- _Data extract_:

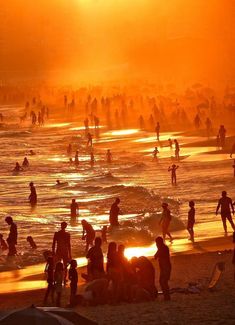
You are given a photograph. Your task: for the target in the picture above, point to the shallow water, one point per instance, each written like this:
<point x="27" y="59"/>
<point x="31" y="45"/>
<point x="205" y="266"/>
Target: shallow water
<point x="141" y="183"/>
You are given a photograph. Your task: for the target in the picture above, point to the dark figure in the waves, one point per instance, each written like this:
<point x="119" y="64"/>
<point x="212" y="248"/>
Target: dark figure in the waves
<point x="177" y="150"/>
<point x="12" y="237"/>
<point x="114" y="213"/>
<point x="33" y="195"/>
<point x="165" y="221"/>
<point x="191" y="220"/>
<point x="173" y="169"/>
<point x="226" y="205"/>
<point x="31" y="242"/>
<point x="17" y="167"/>
<point x="73" y="277"/>
<point x="25" y="162"/>
<point x="69" y="150"/>
<point x="74" y="209"/>
<point x="89" y="139"/>
<point x="163" y="256"/>
<point x="157" y="129"/>
<point x="76" y="158"/>
<point x="49" y="270"/>
<point x="109" y="156"/>
<point x="61" y="247"/>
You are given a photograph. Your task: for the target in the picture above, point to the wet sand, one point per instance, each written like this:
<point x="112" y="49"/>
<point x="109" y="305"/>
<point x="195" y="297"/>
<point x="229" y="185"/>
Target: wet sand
<point x="208" y="307"/>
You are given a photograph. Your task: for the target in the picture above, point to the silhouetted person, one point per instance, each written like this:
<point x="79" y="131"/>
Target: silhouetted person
<point x="88" y="234"/>
<point x="170" y="143"/>
<point x="104" y="234"/>
<point x="76" y="158"/>
<point x="232" y="150"/>
<point x="61" y="247"/>
<point x="33" y="194"/>
<point x="31" y="242"/>
<point x="191" y="220"/>
<point x="157" y="130"/>
<point x="155" y="153"/>
<point x="17" y="167"/>
<point x="177" y="150"/>
<point x="73" y="277"/>
<point x="163" y="257"/>
<point x="173" y="169"/>
<point x="165" y="221"/>
<point x="96" y="260"/>
<point x="3" y="244"/>
<point x="58" y="278"/>
<point x="114" y="213"/>
<point x="89" y="139"/>
<point x="25" y="162"/>
<point x="109" y="156"/>
<point x="69" y="150"/>
<point x="12" y="237"/>
<point x="49" y="270"/>
<point x="226" y="205"/>
<point x="74" y="209"/>
<point x="222" y="135"/>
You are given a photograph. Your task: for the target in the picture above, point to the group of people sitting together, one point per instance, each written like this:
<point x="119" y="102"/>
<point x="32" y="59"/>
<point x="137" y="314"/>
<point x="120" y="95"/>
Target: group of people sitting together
<point x="121" y="280"/>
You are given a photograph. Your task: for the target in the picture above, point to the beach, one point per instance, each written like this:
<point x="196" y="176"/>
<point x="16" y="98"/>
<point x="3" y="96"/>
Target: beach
<point x="206" y="307"/>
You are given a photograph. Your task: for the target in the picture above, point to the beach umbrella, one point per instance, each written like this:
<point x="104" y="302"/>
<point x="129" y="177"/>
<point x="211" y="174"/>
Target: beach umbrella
<point x="32" y="316"/>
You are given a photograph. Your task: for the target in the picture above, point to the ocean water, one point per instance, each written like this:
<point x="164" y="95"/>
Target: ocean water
<point x="141" y="183"/>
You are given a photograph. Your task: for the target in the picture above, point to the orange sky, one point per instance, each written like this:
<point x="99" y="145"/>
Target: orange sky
<point x="166" y="40"/>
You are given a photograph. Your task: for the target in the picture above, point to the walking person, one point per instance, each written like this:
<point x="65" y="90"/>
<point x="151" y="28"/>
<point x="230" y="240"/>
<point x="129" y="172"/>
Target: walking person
<point x="165" y="222"/>
<point x="226" y="205"/>
<point x="163" y="257"/>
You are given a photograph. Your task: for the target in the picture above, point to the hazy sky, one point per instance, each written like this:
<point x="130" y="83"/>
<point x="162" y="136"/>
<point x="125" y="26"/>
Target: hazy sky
<point x="165" y="40"/>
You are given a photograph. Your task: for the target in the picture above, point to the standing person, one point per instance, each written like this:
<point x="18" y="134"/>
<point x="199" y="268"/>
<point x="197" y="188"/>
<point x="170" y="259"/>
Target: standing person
<point x="76" y="158"/>
<point x="58" y="278"/>
<point x="88" y="234"/>
<point x="233" y="168"/>
<point x="49" y="269"/>
<point x="155" y="152"/>
<point x="222" y="135"/>
<point x="12" y="237"/>
<point x="170" y="143"/>
<point x="177" y="150"/>
<point x="89" y="139"/>
<point x="74" y="209"/>
<point x="61" y="247"/>
<point x="33" y="195"/>
<point x="157" y="129"/>
<point x="109" y="156"/>
<point x="172" y="169"/>
<point x="226" y="205"/>
<point x="73" y="277"/>
<point x="191" y="220"/>
<point x="96" y="260"/>
<point x="163" y="256"/>
<point x="165" y="222"/>
<point x="114" y="213"/>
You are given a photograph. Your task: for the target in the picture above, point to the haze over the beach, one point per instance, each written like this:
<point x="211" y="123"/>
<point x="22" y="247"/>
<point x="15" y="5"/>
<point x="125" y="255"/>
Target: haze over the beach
<point x="63" y="42"/>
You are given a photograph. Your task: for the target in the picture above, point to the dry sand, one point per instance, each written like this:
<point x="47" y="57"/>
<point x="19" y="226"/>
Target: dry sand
<point x="208" y="307"/>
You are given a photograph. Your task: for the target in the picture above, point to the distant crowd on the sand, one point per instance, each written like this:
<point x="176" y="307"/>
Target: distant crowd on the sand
<point x="123" y="280"/>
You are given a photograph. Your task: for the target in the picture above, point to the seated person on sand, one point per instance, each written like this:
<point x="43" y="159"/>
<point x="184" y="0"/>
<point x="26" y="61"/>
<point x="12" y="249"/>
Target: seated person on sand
<point x="88" y="234"/>
<point x="95" y="266"/>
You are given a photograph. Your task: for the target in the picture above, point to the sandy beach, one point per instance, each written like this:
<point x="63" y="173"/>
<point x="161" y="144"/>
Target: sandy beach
<point x="206" y="307"/>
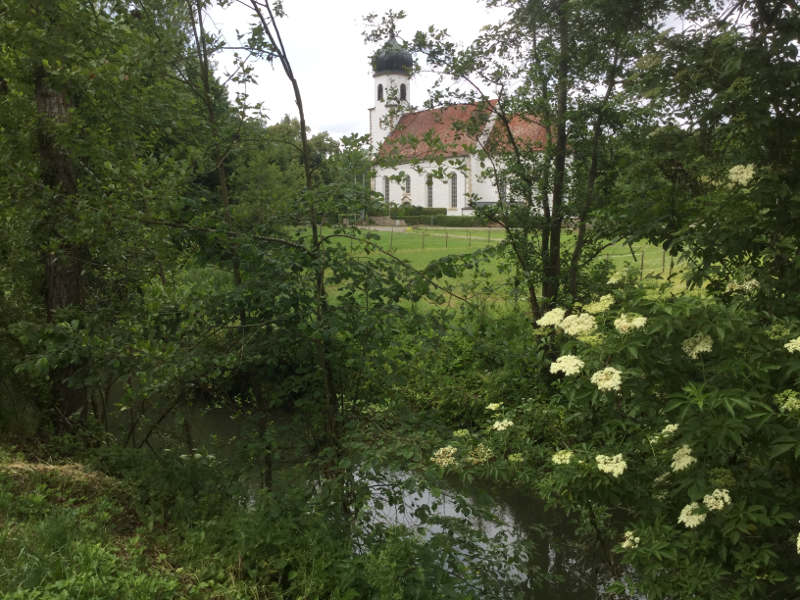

- _Exercise details_: Copy the lines again, from the one containing "to the haze" through the end, keeping the requests and adding 132 to every x and y coordinate in the answer points. Leave the pictures out.

- _Answer to the problem_:
You are given a photograph. Your task: for the target in the picture above, point to the haze over the beach, one point per instance, each written like this:
<point x="211" y="123"/>
<point x="22" y="247"/>
<point x="15" y="5"/>
<point x="125" y="255"/>
Target: haze over the beach
<point x="195" y="174"/>
You are given a photograph. Your task: for the target in the picture above, point to the dry sand, one point per instance, each written like this:
<point x="47" y="57"/>
<point x="19" y="226"/>
Target: dry sand
<point x="340" y="439"/>
You are given a photograph. Your task: for the target in the picture above, point to the distant crowd on the sand, one point per instance, each written like this:
<point x="176" y="307"/>
Target: distant crowd on the sand
<point x="255" y="412"/>
You are given a photograph. Your task: for the target in the picture above, point to the seated person on sand, one point per instance, each written like this:
<point x="43" y="159"/>
<point x="184" y="0"/>
<point x="26" y="61"/>
<point x="12" y="249"/>
Target: seated person on sand
<point x="220" y="366"/>
<point x="227" y="398"/>
You are given a photograph. Your task: for the target in the picture above, point to the sandy beach, one point per instance, each written like this:
<point x="63" y="173"/>
<point x="161" y="144"/>
Target: sandy beach
<point x="338" y="439"/>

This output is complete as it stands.